__Required task a__. Please swap "hillside" for "hill slope" in the entries, from the line containing "Q: Identify one point on each instance of the shrub" through the end of the entries, and leave everything else unchanged.

You are viewing a plain text version of this content. The canonical link for it is here.
Posted to issues@spark.apache.org by "Wenchen Fan (Jira)" <ji...@apache.org> on 2020/05/31 12:46:00 UTC

[jira] [Resolved] (SPARK-31867) Fix silent data change for datetime formatting

     [ https://issues.apache.org/jira/browse/SPARK-31867?page=com.atlassian.jira.plugin.system.issuetabpanels:all-tabpanel ]

Wenchen Fan resolved SPARK-31867.
---------------------------------
    Fix Version/s: 3.0.0
       Resolution: Fixed

Issue resolved by pull request 28684
[https://github.com/apache/spark/pull/28684]

> Fix silent data change for datetime formatting 
> -----------------------------------------------
>
>                 Key: SPARK-31867
>                 URL: https://issues.apache.org/jira/browse/SPARK-31867
>             Project: Spark
>          Issue Type: Bug
>          Components: SQL
>    Affects Versions: 3.0.0, 3.1.0
>            Reporter: Kent Yao
>            Assignee: Kent Yao
>            Priority: Blocker
>             Fix For: 3.0.0
>
>
> {code:java}
> spark-sql> select from_unixtime(1, 'yyyyyyyyyyy-MM-dd');
> NULL
> spark-sql> set spark.sql.legacy.timeParserPolicy=legacy;
> spark.sql.legacy.timeParserPolicy	legacy
> spark-sql> select from_unixtime(1, 'yyyyyyyyyyy-MM-dd');
> 00000001970-01-01
> spark-sql>
> {code}
> For patterns that support `SignStyle.EXCEEDS_PAD`, e.g. `y..y`(len >=4), when using the `NumberPrinterParser` to format it
> {code:java}
> switch (signStyle) {
>   case EXCEEDS_PAD:
>     if (minWidth < 19 && value >= EXCEED_POINTS[minWidth]) {
>       buf.append(decimalStyle.getPositiveSign());
>     }
>     break;
>    
>            ....

__Required task b__. Write what follows in the Spark datetime formatting bug report, picking up after its last line.

__Source material__.

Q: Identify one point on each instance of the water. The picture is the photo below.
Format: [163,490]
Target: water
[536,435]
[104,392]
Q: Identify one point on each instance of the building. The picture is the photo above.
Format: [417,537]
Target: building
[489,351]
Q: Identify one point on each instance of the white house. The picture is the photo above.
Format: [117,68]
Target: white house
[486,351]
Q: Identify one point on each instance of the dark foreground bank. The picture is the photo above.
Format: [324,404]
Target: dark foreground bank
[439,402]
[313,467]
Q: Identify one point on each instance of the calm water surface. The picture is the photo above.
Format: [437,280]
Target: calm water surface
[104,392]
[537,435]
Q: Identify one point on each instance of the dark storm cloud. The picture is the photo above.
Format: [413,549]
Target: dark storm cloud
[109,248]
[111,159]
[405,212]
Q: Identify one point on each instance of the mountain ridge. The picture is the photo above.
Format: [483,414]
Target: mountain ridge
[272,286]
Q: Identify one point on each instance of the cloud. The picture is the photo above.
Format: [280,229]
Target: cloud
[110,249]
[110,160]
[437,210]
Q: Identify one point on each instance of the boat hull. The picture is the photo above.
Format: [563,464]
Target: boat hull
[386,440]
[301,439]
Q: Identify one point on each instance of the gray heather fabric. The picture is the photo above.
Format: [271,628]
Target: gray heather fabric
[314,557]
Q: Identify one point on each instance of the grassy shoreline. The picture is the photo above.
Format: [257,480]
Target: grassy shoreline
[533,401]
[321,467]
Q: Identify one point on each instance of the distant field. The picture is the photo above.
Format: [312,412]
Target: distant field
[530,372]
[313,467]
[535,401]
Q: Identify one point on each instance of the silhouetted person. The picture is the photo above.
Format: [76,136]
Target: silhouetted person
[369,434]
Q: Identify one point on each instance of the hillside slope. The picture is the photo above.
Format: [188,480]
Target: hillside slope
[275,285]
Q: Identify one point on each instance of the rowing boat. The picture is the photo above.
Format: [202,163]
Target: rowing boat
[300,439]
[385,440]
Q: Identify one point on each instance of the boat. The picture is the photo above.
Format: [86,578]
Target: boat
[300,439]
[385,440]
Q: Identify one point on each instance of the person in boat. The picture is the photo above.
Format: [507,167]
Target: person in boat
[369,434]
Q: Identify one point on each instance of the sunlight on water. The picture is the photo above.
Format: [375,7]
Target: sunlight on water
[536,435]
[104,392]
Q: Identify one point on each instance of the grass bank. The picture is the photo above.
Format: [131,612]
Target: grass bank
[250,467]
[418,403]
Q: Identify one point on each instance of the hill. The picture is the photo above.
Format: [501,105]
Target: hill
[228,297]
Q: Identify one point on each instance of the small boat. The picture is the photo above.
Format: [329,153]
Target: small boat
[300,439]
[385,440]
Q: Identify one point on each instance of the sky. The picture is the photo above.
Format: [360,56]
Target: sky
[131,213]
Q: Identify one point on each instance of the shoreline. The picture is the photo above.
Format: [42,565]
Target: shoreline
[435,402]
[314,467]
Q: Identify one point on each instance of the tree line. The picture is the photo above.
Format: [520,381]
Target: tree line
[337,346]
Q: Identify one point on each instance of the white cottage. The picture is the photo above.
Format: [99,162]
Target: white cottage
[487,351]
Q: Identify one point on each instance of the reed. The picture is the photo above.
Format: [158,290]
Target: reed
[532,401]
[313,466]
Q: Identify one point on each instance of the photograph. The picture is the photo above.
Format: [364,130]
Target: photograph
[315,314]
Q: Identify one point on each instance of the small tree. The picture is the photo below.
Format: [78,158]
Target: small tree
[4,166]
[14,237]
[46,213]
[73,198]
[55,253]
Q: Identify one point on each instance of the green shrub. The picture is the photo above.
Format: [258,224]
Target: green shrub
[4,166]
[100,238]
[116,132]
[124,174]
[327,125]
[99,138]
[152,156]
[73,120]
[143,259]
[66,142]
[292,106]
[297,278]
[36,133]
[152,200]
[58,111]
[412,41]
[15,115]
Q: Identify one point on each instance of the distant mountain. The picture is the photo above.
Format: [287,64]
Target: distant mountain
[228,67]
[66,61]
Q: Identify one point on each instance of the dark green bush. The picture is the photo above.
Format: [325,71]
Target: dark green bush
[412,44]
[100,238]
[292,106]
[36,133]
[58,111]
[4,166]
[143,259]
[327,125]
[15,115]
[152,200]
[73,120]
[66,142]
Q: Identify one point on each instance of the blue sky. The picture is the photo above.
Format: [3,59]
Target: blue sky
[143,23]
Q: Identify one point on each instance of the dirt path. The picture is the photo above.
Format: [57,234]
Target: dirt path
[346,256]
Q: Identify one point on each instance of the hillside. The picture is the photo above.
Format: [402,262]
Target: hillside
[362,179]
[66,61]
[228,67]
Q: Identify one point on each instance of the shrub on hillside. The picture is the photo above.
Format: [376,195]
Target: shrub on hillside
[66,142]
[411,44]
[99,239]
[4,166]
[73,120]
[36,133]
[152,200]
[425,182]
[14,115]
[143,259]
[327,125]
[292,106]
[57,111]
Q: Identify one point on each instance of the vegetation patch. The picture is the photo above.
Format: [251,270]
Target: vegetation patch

__Final answer a__.
Q: Identify one point on each instance of the shrub on hill slope. The picture is the photo above.
Format: [376,195]
Target: shrub on hill slope
[66,142]
[411,44]
[99,239]
[4,166]
[73,120]
[36,133]
[152,200]
[425,182]
[14,115]
[143,259]
[327,125]
[292,106]
[57,111]
Q: Identify one point on each instance of the vegetation patch. The picture is the photo above.
Format: [251,270]
Target: vegetation patch

__Final answer b__.
> {code}
> the `minWidth` == `len(y..y)`
> the `EXCEED_POINTS` is 
> {code:java}
> /**
>          * Array of 10 to the power of n.
>          */
>         static final long[] EXCEED_POINTS = new long[] {
>             0L,
>             10L,
>             100L,
>             1000L,
>             10000L,
>             100000L,
>             1000000L,
>             10000000L,
>             100000000L,
>             1000000000L,
>             10000000000L,
>         };
> {code}
> So when the `len(y..y)` is greater than 10, ` ArrayIndexOutOfBoundsException` will be raised.
>  And at the caller side, for `from_unixtime`, the exception will be suppressed and silent data change occurs. for `date_format`, the `ArrayIndexOutOfBoundsException` will continue.



--
This message was sent by Atlassian Jira
(v8.3.4#803005)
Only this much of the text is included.